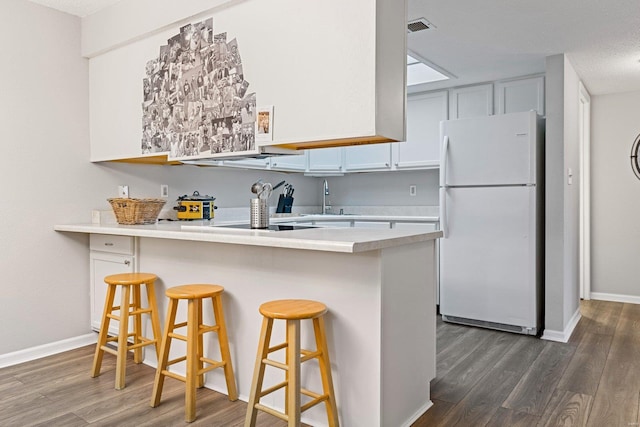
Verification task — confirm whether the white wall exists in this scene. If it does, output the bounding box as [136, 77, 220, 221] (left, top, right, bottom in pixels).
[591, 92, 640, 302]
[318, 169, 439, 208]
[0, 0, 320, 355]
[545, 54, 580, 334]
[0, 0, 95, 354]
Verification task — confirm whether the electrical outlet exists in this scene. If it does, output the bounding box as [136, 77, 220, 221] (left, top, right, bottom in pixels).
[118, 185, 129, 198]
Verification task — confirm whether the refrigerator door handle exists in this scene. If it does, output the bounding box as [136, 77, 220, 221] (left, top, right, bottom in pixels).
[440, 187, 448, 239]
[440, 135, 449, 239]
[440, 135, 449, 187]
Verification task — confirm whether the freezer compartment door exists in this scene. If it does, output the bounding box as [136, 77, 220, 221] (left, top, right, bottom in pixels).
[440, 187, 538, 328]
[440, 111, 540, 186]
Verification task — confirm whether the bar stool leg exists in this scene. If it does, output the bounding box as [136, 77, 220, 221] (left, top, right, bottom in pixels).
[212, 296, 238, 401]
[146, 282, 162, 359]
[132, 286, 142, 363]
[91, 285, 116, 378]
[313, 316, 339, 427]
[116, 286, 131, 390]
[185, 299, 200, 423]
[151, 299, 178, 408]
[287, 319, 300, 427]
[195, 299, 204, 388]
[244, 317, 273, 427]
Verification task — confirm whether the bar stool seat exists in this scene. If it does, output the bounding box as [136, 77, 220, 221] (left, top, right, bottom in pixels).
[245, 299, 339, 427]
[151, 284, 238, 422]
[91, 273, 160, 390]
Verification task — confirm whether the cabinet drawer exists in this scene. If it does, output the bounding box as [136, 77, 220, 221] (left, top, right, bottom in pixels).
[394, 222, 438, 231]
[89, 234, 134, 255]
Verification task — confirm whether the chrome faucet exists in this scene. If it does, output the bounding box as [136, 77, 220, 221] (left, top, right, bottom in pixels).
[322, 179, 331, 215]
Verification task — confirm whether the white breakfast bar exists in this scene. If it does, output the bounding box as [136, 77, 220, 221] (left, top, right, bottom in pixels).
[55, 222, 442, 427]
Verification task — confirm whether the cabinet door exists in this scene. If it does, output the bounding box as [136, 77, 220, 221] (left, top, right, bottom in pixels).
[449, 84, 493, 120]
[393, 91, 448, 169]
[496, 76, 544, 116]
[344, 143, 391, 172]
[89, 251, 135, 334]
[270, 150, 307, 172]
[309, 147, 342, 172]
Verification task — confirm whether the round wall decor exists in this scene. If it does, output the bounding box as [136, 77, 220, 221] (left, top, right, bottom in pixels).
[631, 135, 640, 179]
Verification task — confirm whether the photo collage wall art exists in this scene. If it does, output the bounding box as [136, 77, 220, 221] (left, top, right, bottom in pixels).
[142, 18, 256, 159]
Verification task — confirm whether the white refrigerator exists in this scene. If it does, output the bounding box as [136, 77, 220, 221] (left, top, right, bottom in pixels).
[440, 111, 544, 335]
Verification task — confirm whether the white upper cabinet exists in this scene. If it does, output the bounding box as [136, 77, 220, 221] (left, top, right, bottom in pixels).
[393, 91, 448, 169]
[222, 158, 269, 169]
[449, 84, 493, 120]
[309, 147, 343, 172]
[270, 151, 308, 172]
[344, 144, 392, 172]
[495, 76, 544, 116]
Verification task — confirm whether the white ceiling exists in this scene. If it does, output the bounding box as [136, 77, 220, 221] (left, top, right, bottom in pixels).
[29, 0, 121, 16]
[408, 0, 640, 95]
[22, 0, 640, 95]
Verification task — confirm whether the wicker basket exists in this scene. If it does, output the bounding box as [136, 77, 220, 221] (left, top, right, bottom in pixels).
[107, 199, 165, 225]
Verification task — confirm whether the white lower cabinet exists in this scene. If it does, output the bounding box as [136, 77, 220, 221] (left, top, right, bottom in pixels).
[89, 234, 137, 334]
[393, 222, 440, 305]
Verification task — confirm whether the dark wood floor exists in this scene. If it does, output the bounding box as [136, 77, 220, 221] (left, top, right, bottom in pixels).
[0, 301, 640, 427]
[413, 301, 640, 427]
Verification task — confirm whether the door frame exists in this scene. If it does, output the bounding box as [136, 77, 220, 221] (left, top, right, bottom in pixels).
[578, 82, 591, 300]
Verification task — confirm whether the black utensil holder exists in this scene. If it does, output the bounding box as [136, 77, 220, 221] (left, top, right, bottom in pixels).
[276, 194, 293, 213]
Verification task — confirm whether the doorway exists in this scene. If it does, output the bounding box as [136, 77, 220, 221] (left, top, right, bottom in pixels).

---

▶ [GIVEN PROBLEM]
Copy out everything from the line containing "Verification task — confirm whether the dark" down to the end of the records above, word for word.

▶ [WRITTEN REPLY]
Verification task — confirm whether the dark wood floor exists in this scene. If it does, output the bounding box as [136, 77, 220, 221] (left, top, right, bottom in pixels).
[0, 301, 640, 427]
[413, 301, 640, 427]
Verification task — confirm whether the door frame exists in this scene. If it does, output the bounding box as [136, 77, 220, 221] (left, top, right, bottom in pixels).
[578, 82, 591, 300]
Verification task — confirm whether the black utensil holder exists in this scene. If it does, output the bounding box as [136, 77, 220, 221] (left, top, right, bottom in pixels).
[276, 194, 293, 213]
Verification task — confirm whether the doorway exists in this scene. If it does, output the bounding box as [136, 77, 220, 221] (left, top, right, bottom in pixels).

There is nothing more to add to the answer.